Closed panel 015. Algorithmic regimes: interactions, politics, and methods

Yana Boeva (University of Stuttgart), Juliane Jarke (University of Bremen), Simon Egbert (University of Bielefeld) and Maike Arnold (High Performance Computing Center Stuttgart).

This panel investigates the interactions, politics, and methods of algorithmic regimes in different social domains and across different socio-technical arenas. Algorithmic regimes transform the epistemological, methodological, and political foundations of knowledge production, circulation, communication, and decision-making in contemporary societies.


Closed panel 019. New governance approaches for critical dual-use technologies

Georgios Kolliarakis (German Council on Foreign Relations)

Emerging and converging technologies, such as bio-, nano-, quantum technologies, micro-electronics and semi-conductors, position, navigation, and timing technologies, but also additive manufacturing and artificial-intelligence driven applications belong to "critical", "foundational" or "key enabling" technologies. Such technologies have both civil and military applications, and they bear the risk of accidental or intentional transfer and usage for malicious purposes.

* _LISTED RECORDS_

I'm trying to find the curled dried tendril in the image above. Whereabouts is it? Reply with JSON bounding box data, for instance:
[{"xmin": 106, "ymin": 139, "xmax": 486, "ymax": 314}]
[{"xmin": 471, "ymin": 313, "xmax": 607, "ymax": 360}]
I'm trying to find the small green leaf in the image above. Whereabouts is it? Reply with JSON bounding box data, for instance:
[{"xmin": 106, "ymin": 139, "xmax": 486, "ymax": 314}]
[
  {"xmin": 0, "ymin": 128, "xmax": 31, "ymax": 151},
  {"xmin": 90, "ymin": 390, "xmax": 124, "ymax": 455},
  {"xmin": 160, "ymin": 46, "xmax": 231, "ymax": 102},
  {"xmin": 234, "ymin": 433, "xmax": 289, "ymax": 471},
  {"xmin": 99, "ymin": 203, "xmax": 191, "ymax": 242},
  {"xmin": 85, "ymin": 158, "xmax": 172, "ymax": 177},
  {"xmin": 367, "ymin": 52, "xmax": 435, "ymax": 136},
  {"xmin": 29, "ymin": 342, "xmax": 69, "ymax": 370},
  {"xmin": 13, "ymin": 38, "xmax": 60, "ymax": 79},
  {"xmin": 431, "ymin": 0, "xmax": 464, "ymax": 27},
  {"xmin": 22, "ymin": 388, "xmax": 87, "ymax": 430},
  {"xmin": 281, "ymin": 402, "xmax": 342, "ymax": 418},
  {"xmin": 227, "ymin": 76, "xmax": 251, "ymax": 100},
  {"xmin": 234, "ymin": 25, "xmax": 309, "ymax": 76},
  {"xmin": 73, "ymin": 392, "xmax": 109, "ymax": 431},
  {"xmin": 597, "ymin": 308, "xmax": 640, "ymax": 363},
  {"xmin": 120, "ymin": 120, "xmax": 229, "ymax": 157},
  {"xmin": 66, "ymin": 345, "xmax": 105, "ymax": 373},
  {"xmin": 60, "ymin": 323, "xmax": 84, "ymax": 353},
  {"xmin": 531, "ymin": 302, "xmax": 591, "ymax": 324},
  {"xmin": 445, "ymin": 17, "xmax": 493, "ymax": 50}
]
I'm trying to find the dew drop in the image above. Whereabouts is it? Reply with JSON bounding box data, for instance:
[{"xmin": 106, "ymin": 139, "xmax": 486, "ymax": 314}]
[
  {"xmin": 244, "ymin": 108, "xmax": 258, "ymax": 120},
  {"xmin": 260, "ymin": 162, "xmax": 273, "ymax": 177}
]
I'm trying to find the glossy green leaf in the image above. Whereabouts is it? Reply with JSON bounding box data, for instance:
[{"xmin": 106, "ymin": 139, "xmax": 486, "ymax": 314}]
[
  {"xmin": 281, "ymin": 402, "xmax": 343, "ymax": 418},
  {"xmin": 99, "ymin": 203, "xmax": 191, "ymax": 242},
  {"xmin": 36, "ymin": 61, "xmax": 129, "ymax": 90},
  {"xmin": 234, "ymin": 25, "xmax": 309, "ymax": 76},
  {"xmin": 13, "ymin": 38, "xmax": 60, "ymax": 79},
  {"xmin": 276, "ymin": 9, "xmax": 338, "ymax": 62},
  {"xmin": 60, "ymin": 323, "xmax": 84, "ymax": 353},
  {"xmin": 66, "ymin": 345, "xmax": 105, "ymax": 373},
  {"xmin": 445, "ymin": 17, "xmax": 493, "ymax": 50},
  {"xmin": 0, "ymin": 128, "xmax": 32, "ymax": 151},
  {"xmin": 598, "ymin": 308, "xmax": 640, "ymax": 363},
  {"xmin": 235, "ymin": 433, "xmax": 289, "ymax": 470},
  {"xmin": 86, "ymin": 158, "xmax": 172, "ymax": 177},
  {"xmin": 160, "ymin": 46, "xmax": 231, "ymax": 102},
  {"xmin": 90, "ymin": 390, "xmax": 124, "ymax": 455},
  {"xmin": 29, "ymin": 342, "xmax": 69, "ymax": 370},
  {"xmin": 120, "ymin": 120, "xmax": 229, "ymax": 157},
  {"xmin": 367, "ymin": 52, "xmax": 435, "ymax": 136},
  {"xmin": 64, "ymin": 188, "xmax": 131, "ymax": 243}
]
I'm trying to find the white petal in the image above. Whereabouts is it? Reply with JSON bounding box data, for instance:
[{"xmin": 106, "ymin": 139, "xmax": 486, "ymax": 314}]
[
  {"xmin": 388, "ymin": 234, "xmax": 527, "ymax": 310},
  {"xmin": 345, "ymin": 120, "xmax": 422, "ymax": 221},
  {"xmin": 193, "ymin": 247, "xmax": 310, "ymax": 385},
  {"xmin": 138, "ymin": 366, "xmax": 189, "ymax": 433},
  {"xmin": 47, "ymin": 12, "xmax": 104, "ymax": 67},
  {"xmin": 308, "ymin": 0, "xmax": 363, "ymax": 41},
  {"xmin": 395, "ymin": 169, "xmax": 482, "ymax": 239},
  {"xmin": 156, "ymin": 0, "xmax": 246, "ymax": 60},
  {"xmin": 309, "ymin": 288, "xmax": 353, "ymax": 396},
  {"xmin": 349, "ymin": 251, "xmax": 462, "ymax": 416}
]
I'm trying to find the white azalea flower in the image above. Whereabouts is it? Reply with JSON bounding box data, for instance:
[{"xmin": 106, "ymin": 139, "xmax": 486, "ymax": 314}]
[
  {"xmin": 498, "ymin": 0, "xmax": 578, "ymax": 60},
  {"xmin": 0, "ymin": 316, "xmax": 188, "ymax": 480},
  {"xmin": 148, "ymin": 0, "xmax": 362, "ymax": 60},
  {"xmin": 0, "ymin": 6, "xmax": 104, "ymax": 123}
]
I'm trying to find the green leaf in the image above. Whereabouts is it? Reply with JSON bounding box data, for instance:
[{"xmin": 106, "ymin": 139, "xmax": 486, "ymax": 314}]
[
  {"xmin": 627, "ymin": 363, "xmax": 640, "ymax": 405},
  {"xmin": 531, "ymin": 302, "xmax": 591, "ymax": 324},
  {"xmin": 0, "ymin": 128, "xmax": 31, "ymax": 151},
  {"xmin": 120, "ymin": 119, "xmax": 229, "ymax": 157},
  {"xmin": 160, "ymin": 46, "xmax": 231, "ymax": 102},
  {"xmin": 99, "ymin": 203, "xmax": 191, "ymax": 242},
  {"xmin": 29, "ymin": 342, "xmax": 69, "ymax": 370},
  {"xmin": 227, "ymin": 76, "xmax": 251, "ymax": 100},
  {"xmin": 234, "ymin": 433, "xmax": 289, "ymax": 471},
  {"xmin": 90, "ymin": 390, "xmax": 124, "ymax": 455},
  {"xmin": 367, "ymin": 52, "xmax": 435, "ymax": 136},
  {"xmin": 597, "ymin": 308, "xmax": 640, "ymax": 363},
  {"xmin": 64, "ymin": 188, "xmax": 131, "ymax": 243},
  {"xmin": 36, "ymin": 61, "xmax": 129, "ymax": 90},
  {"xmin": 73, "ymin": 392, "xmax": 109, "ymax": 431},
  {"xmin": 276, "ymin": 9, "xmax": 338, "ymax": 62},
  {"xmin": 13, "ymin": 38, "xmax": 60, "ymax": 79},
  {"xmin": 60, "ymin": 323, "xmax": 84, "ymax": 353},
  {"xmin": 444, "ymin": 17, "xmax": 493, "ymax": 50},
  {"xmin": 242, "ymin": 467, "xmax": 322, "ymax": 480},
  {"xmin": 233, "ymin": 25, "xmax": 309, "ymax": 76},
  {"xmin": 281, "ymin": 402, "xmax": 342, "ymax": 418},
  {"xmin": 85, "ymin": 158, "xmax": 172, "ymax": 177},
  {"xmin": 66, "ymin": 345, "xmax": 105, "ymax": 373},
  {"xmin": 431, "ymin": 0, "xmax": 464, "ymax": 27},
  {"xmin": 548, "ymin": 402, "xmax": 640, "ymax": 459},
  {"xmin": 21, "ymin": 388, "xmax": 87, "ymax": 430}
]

* _TASKS TO CARRY OUT_
a - Reproduce the part of the panel listing between "Yana Boeva (University" and "on Foreign Relations)", inclusive.
b - Write the next part of the conference panel listing, continuing after its final sentence.

* _RESPONSES TO THE TASKS_
a -
Yana Boeva (University of Stuttgart), Juliane Jarke (University of Bremen), Simon Egbert (University of Bielefeld) and Maike Arnold (High Performance Computing Center Stuttgart).

This panel investigates the interactions, politics, and methods of algorithmic regimes in different social domains and across different socio-technical arenas. Algorithmic regimes transform the epistemological, methodological, and political foundations of knowledge production, circulation, communication, and decision-making in contemporary societies.


Closed panel 019. New governance approaches for critical dual-use technologies

Georgios Kolliarakis (German Council on Foreign Relations)

b -
Closed panel 020. Emergent futures beyond the planetary: society, science and technology and the making of outer space

Matjaz Vidmar (The University of Edinburgh), Hanna Nieber (Max Planck Institute for Social Anthropology), Alessandra Marino (the Open University) and Nina Klimburg-Witjes (University of Vienna)

Outer Space has often been mentioned as the "final frontier" of technoscientific development. Having pushed our home planet into a drastic environmental crisis of climate change and growing (un)sustainability of natural resources, humans are yet again looking to Outer Space frontiers for solutions to our increasing challenges.


Closed panel 021. Virtual presence: the dialectics of loneliness and technology

Gemma Hughes (University of Oxford), Lars Johannessen (Oslo Metropolitan University) and Erik Børve Rasmussen (Oslo Metropolitan University)

Loneliness is emerging as a significant challenge in contemporary society. Virtual Presence is an interdisciplinary collaboration to undertake a cultural analysis of how loneliness is perceived and represented in relation to the emerging phenomenon of loneliness technologies.
Understanding loneliness as a complex interplay of culture and personal choices across social contexts is crucial to create adequate interventions related to this challenge.


Closed panel 023. Reinventing the politics of knowledge production in migration research

Nina Amelung (University of Lisbon), Stephan Scheel (University of Duisburg-Essen) and Rogier van Reekum (Erasmus University Rotterdam)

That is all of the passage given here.